▸ **THE REQUEST**
Extend the blog comments below by writing what comes next after their final sentence.

Blogger Stacy said...

So I say to Darren, "Wow. Joe didn't recognize Steve Nash." And Darren replies, "Well yah. Have you seen him lately? He's unrecognizable." So I google Steve Nash, and oh my heavenly days. I'm speechless.

(Hug Mom and Dad for me!)

10:50 PM  
Blogger Katie said...

Random responses:

1. The trailer for the WTC movie surprised me when I went to see another movie recently -- the sounds and images were more than I could bear. I had to leave the theater, covering my eyes and crying. I don't usually get hit emotionally like that, but I had such intense feelings of grief and fright and I wanted it to STOP. Same reaction when NPR recently played newly released tapes of firefighters' communication on 9/11.

2. I like the new banner -- reminds me of the way we are knit together into the fabric of the universe, how God is the one doing the Big Knitting, how all of us, including Ira, are knit together in the womb, how things sometimes come unraveled, how things can be knit back together...the "ministry of reconciliation" with which we have been entrusted, 2 Cor. 5....

▸ **GIVEN RECORDS**
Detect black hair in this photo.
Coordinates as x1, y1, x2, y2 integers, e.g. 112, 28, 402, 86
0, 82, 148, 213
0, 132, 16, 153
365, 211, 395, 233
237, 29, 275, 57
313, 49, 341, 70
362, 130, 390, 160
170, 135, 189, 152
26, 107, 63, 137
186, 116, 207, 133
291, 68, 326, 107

==

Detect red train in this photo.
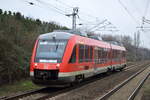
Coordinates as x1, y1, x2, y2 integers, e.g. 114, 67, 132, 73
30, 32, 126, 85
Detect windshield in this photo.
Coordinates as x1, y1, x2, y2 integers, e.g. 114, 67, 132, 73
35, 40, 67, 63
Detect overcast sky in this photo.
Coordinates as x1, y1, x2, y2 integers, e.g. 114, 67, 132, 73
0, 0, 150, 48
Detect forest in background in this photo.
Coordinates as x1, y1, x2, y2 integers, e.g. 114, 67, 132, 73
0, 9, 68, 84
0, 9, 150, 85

* * *

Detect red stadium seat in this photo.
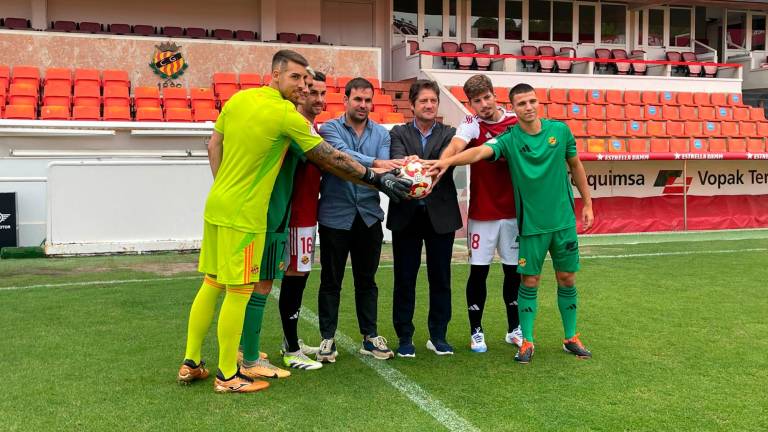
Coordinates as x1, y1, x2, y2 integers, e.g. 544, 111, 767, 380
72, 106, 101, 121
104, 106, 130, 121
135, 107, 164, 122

▸ **RESPONSE BELOW**
3. I wondered, Joe, how you would received Mattie and her son in A Long Way Down. (Why won't Blogger accept italics?) Yes, Hornby is insightful to recognize that it is her isolation that is truly tragic, not her son's handicap. And so we are so encouraged that you and Laura continue to reach out, looking for ways to connect with each other and with us, those who are near and those who are far away. It doesn't have to be pity you receive from us. Let us be for you true companionship on the road you're walking, insofar as we are able. Problem is, we can't see the road; we haven't been given that map. So you'll have to keep calling out where you are so we can go along. Main point: just don't let yourself be left alone. Let us be present with you -- let us be the presence of God with you -- as you have, so graciously, so far.

peace -- Kate

6:48 AM  
Anonymous Anonymous said...

hey the past 2 peeps who I've spoken to who had plans to visit NYC, I've referred them to the Bklyn Promenade and Peter Lugers.

Neither went.

2:40 PM  
Blogger Cathy said...

I read that book recently and really enjoyed it...I hope you are as well.

7:20 PM  
Blogger holly said...

Brooklyn: The official hotel for the biggest publishing convention of the year, Book Expo America, is in Brooklyn for the first time ever this year. (Convention's still at the Javits--I'm all for the BK love, but doesn't that seem a bit unnecessarily cruel to park a bunch of bookstore owners from Kansas in Brooklyn and leave them to the vagaries of NYCity Transit?)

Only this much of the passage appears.